* DOCUMENT SEGMENT *
The Tensor Virtual Machine, or TVM is a system for dynamically generating high performance numeric code. We have developed Clojure bindings to TVM, and this post will employ them to explore some of what is possible.

This post builds on our earlier posts: datatype, native-pointers, OpenCV, the tech.compute library, and high-performance-compilers. Those posts cover many behind-the-scenes details, but the aim is to have this remain digestible on its own.

Our motivating example is a 3x3 box blur. This classic example is a simple enough algorithm, but still has some significant room for interesting optimization. Let's walk through building out the operation.

Problem Setup

Here is a link to the full demonstration code: box_blur.clj. A Dockerfile is provided along with scripts so anyone can follow along, regardless of their operating system or other hardware details. The current tvm-clj bindings do not include Mac or Windows binaries, get those from TVM yourself. As long as TVM is on your path, the JNA loader should pick it up before attempting to unpack jar resources. TVM binds tightly to the system it is built on (CUDA, CUDNN, MKL, ROCM, Vulkan) etc so having the system provide it makes more sense than putting it in a jar.

The Algorithm

Our strategy has three steps:

Create a padded image
Blur only in X
Blur in Y

Blurring reduces each blurred dimension by 2 pixels as the 3x3 kernel hits an edge pixel. We choose to make the input clamped-to-edge, meaning edge pixels are repeated.

The following function doesn't actually do any computation, instead it produces an AST we then later apply schedules to.

(ns box-blur
  (:require [tvm-clj.api :as api]
            [tech.opencv :as opencv]
            [tech.datatype :as dtype]
            [tech.compute.tvm :as tvm]
            [tech.compute.verify.tensor :as vf]
            [tech.compute :as compute]
            [clojure.core.matrix :as m]
            [tech.compute.tensor :as ct]
            [tech.compute.tensor.defaults :as ct-defaults]
            [tvm-clj.api-sugar :refer :all]
            [tech.compute.tvm.cpu]
            [tech.compute.tvm.gpu]
            [tech.compute.tvm.tensor-math])
  (:refer-clojure :exclude [+ - / * cast min max = rem])
  (:import [org.bytedeco.javacpp opencv_imgproc]))

* TASK MATERIAL *
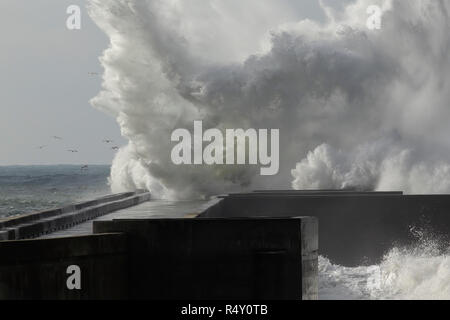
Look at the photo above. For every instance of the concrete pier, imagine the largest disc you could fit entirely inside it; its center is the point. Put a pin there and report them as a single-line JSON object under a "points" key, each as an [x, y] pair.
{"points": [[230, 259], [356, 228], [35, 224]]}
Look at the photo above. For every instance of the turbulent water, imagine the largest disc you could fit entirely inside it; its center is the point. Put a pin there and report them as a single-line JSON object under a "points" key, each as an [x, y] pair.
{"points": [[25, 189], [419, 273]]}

==

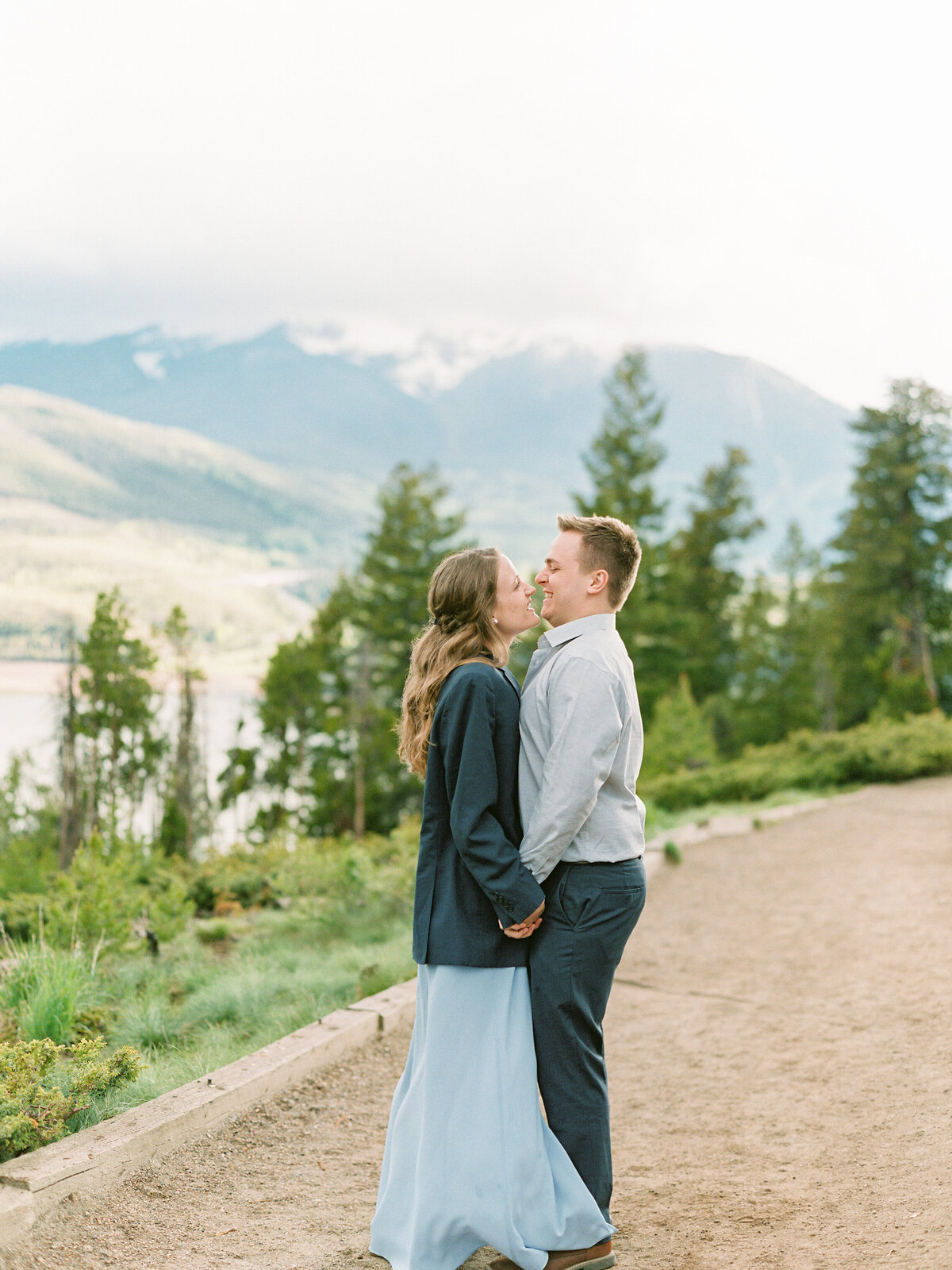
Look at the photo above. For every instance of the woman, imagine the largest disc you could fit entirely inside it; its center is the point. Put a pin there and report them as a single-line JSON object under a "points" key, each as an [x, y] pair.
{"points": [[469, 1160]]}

* TASK INSTRUCTIONS *
- A) In the TVM post, what is the motivating example?
- B) Which lines of the records contain the word "every"? Select all of them and copy them out.
The records are unrelated to the text.

* EXPECTED RESULTS *
- A) A 3x3 box blur.

- B)
Look at the photo above. For every instance of the concrete pier, imagine the largest disc you could fit entirely inside it; its center is the point. Put a pin there and report them as a single-line JSON object under a "points" key, each as an [x, y] pair.
Look at the photo above. For every instance of the turbulent water, imagine the largest disc you could fit entirely inside it; its center is the point. Put a pin there and report them as a single-line JSON object under a "points" key, each as an [x, y] pair.
Look at the photo above. For every instance of the woman, imagine the largest disc you could fit entirely inside it; its center is the point. Put a pin there and report them as a single-line JSON object under a "points" key, each as an [x, y] pair.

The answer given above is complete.